== Given data

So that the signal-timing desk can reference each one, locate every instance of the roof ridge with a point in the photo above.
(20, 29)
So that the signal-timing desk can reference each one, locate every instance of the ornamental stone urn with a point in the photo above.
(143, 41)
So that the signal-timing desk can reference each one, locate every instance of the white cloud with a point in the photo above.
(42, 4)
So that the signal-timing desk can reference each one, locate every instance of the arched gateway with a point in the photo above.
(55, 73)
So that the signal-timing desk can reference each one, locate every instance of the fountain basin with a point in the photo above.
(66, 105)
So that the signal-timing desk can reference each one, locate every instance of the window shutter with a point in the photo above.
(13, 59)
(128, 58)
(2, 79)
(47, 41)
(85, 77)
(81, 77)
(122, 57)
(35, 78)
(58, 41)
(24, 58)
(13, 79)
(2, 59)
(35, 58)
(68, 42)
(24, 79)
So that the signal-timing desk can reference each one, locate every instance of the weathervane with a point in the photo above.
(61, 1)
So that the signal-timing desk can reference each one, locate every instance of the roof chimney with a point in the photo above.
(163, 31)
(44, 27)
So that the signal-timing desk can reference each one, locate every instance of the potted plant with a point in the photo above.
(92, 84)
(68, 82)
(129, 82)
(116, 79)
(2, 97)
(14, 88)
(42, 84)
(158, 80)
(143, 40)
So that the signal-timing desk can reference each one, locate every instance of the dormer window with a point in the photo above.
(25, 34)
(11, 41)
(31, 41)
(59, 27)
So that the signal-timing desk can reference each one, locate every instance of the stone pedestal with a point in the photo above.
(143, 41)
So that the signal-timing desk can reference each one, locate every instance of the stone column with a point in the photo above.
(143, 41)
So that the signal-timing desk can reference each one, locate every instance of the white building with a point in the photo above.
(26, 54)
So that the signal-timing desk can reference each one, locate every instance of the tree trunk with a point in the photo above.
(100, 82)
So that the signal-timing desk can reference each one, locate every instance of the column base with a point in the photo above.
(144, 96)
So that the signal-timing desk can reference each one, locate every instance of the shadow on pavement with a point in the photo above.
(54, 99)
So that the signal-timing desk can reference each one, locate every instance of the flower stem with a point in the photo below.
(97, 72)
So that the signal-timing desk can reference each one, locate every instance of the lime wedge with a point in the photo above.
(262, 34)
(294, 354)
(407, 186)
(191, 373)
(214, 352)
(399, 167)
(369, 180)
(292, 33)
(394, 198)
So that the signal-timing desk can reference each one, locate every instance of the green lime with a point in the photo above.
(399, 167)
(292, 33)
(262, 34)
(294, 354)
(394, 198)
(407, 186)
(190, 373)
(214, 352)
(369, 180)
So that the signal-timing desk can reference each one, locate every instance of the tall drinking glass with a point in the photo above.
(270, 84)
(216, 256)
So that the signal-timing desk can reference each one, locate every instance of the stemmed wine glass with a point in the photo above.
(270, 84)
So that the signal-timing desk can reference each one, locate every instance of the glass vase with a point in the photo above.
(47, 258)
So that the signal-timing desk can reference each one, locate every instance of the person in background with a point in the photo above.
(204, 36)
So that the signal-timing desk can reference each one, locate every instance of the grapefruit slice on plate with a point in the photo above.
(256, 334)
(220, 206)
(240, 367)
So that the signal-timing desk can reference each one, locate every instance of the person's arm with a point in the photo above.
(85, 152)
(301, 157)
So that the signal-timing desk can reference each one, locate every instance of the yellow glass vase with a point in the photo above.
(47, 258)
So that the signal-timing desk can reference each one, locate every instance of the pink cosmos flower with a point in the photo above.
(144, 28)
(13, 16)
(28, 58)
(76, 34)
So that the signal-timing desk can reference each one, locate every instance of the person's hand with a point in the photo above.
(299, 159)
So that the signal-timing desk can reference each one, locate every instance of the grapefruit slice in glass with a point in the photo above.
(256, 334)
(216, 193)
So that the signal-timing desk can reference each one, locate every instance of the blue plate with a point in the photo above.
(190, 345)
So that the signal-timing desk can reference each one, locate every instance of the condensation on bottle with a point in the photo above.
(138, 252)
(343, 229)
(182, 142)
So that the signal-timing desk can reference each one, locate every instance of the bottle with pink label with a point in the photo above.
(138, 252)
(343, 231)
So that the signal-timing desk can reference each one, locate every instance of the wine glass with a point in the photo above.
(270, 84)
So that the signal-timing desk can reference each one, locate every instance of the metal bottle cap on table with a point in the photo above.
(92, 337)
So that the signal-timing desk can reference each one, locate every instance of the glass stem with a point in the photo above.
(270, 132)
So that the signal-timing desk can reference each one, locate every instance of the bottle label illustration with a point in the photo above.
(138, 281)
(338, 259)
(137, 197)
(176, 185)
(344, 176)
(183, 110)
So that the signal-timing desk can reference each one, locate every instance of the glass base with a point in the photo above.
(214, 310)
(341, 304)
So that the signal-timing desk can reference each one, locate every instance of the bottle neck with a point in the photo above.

====

◆ **Work task**:
The entries above must be transcribed word for word.

◆ **Written solution**:
So that the signal-timing desk can reference each one, locate every instance of the roof ridge with a point in the photo above.
(20, 29)
So that the signal-timing desk can reference each one, locate every instance of the ornamental stone urn with a point in the photo above.
(143, 41)
So that the signal-timing desk can reference each one, locate every instance of the white cloud with a point in the photo above.
(42, 4)
So that the signal-timing desk can reference each one, locate every instance of the arched gateway with a point in the photo above.
(55, 73)
So that the signal-timing desk can reference each one, locate every instance of the fountain basin with a point in the photo above.
(66, 105)
So that the signal-timing desk can reference each one, locate every instance of the window shutter with a point in the photo above.
(13, 59)
(128, 58)
(2, 79)
(47, 41)
(85, 77)
(81, 77)
(122, 57)
(35, 78)
(58, 41)
(24, 58)
(13, 79)
(2, 59)
(35, 58)
(68, 42)
(24, 79)
So that the signal-timing desk can reference each one, locate every instance of the weathervane with a point in the photo above.
(61, 1)
So that the signal-timing desk can reference each one, locate every instance of the roof chimney with a point in the photo above.
(163, 31)
(44, 27)
So that the signal-timing desk can reference each one, locate every instance of the potted plant with a point in the photo above.
(92, 84)
(68, 82)
(129, 82)
(116, 79)
(2, 97)
(14, 88)
(42, 84)
(158, 80)
(143, 40)
So that the signal-timing desk can reference each one, locate every instance of the dormer window with a point in the photo above.
(25, 34)
(11, 41)
(31, 41)
(59, 27)
So that the signal-timing desk can reference each one, locate every instance of the stone pedestal with a point in the photo above.
(143, 41)
So that the signal-timing desk can reference each one, locate every instance of the stone column with a point in the photo above.
(143, 41)
So that the signal-timing desk can reference each one, locate every instance of the white building with a point in the photo above.
(26, 54)
So that the signal-timing desk can reference each one, locate every instance of the tree trunk with a point in the photo above.
(100, 82)
So that the signal-timing desk can reference each one, locate every instance of the column base with a point in the photo above.
(144, 96)
So that the signal-timing desk can reference each one, locate every instance of the shadow on pavement with a point in the photo above.
(54, 99)
So that the signal-timing desk can reference each one, locate every instance of the flower stem with a point in the photo below.
(97, 72)
So that the signal-timing desk can reference each one, locate every instance of the lime wedge with a point in the photo above.
(262, 34)
(294, 354)
(407, 186)
(191, 373)
(214, 352)
(399, 167)
(369, 180)
(292, 33)
(394, 198)
So that the signal-timing desk can reference each one, locate every instance of the green lime with a point in the photo above.
(399, 167)
(292, 33)
(262, 34)
(294, 354)
(394, 198)
(407, 186)
(190, 373)
(214, 352)
(369, 180)
So that the signal-timing desk can reference each one, locate every instance of the tall drinking glass with a point in the photo above.
(270, 84)
(216, 256)
So that the signal-timing desk can reference each one, locate every instance of the stemmed wine glass with a point in the photo above.
(270, 84)
So that the signal-timing desk can reference each one, locate every instance of the glass vase with a point in the photo above.
(47, 258)
So that the signal-timing desk can reference each one, locate every instance of the person in background with a point in the photo above.
(204, 36)
So that the signal-timing desk can reference each one, locate every instance of the grapefruit slice on plate with a point in the photo above.
(256, 334)
(220, 206)
(240, 367)
So that the signal-timing desk can reference each one, locate every instance of the person's arm with a point in the photo above.
(85, 152)
(301, 157)
So that the signal-timing desk can reference each one, locate every instance of the yellow glass vase with a point in the photo above.
(47, 258)
So that the signal-timing desk can reference each one, locate every instance of the pink cosmos flower with a point in the photo above.
(144, 28)
(13, 16)
(28, 58)
(76, 34)
So that the signal-timing desk can reference each one, locate every instance of the person's hand with a point in the photo above.
(299, 159)
So that the signal-timing desk can reference each one, locate every instance of the grapefruit slice in glass with a point in the photo above.
(256, 334)
(216, 193)
So that the signal-timing desk can reference each one, locate every instance of the blue plate with a point in the photo above.
(190, 345)
So that the signal-timing desk can reference each one, locate every instance of the condensation on bottle with a point in the photo above.
(138, 252)
(343, 229)
(182, 142)
So that the signal-timing desk can reference each one, locate every instance of the bottle with pink label with a point in the photo above.
(138, 252)
(343, 231)
So that the signal-timing desk can reference each one, locate every instance of the wine glass with a point in the photo above.
(270, 84)
So that the signal-timing desk can reference each one, locate every instance of the metal bottle cap on table with a point in the photo above.
(92, 337)
So that the signal-timing desk can reference each one, locate every instance of the glass stem with a point in the photo above.
(270, 132)
So that the signal-timing desk can reference each one, locate every instance of the bottle label illustration with a point in the photo above.
(138, 281)
(338, 259)
(137, 197)
(176, 185)
(344, 176)
(183, 110)
So that the signal-timing desk can reference each one, locate every instance of the glass base with a point in the photo above.
(214, 310)
(341, 304)
So that the signal-timing desk can reference each one, locate every instance of the bottle neck with a point in the photo above.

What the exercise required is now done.